### ABOUT THIS EXERCISE
A faithful transcription of all the data is required.
*** GIVEN ENTRIES Section Begins ***
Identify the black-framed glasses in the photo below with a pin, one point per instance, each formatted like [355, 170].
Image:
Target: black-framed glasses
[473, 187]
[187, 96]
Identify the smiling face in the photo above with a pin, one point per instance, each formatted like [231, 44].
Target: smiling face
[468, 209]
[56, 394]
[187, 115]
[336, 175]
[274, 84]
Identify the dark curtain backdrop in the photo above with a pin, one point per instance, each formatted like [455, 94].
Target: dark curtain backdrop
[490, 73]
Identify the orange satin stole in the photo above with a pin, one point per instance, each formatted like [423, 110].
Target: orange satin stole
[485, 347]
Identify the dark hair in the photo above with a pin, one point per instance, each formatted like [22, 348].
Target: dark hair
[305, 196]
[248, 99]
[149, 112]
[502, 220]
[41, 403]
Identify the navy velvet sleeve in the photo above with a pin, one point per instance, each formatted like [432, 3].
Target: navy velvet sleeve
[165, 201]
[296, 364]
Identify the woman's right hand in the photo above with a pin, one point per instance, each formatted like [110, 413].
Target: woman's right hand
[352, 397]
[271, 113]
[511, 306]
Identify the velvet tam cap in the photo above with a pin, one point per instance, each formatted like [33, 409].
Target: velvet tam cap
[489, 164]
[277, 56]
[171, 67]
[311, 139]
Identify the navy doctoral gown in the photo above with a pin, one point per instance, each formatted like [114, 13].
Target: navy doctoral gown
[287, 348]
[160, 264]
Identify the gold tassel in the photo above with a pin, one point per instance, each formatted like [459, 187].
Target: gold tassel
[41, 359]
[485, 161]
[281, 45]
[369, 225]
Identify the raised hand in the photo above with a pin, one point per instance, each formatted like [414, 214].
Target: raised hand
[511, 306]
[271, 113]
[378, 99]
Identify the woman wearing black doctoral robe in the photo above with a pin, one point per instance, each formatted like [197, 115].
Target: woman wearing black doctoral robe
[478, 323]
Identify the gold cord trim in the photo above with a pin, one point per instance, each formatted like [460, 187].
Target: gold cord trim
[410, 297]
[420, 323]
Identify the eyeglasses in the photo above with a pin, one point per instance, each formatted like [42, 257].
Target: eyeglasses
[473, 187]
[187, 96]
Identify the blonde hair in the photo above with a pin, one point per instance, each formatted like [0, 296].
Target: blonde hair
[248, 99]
*** GIVEN ENTRIES Section Ends ***
### FINISHED EXERCISE
Identify the black-framed glasses in the photo below with a pin, one point per instance, each formatted like [355, 170].
Image:
Target: black-framed glasses
[473, 187]
[187, 96]
Identify the smiling face in the photo above with a pin, one point per instance, each formatted like [231, 44].
Target: smiling face
[468, 209]
[56, 394]
[187, 115]
[336, 175]
[274, 84]
Identify the dark curtain backdrop in the photo above with a pin, one point per instance, each formatted like [455, 94].
Target: dark curtain backdrop
[490, 73]
Identify the orange satin stole in the photo above with a pin, one point per instance, each formatted like [423, 110].
Target: orange satin stole
[485, 347]
Identify the dark hair in the photo above with a pin, one point per instance, each formatted like [22, 348].
Target: dark hair
[305, 196]
[248, 99]
[149, 112]
[502, 220]
[41, 403]
Identify the navy velvet sleeve in the photo above with a pin, one point per instance, each formatted like [432, 3].
Target: navy velvet sleeve
[165, 201]
[296, 364]
Identify the woman's right hand in the photo above with a pin, one point per instance, each formatted like [110, 413].
Target: woman's right hand
[352, 397]
[271, 113]
[511, 306]
Identify the velvet tam cap in the photo above with a pin, one point per instance, each formatted like [33, 409].
Target: velvet tam cap
[489, 164]
[277, 56]
[171, 67]
[311, 139]
Identify the navy doctoral gown in the photo above with a pin, one point per instance, each formatted like [114, 13].
Target: navy doctoral gown
[287, 348]
[160, 264]
Identify the gold tassel in the photo above with a pin, one point per instance, each formatted like [459, 187].
Target: gold tassel
[41, 359]
[485, 161]
[281, 45]
[369, 225]
Identify the raised hand in the photo above with a pin, one point per instance, each formatted like [414, 214].
Target: raised hand
[511, 306]
[271, 113]
[378, 99]
Identify the woman wearing black doctoral robe in the photo above with a pin, one point per instance, each formatted like [197, 115].
Target: woman wearing black doctoral robe
[478, 323]
Identify the gold cord trim in the photo above with a pin, one point per instance, each formatted like [460, 187].
Target: gold cord trim
[410, 297]
[420, 323]
Identify the eyeglasses in the photo above with a pin, one point per instance, each formatted like [42, 257].
Target: eyeglasses
[473, 187]
[187, 96]
Identify the blonde hair in the photo above with a pin, one point per instance, each formatted like [0, 296].
Target: blonde hair
[248, 99]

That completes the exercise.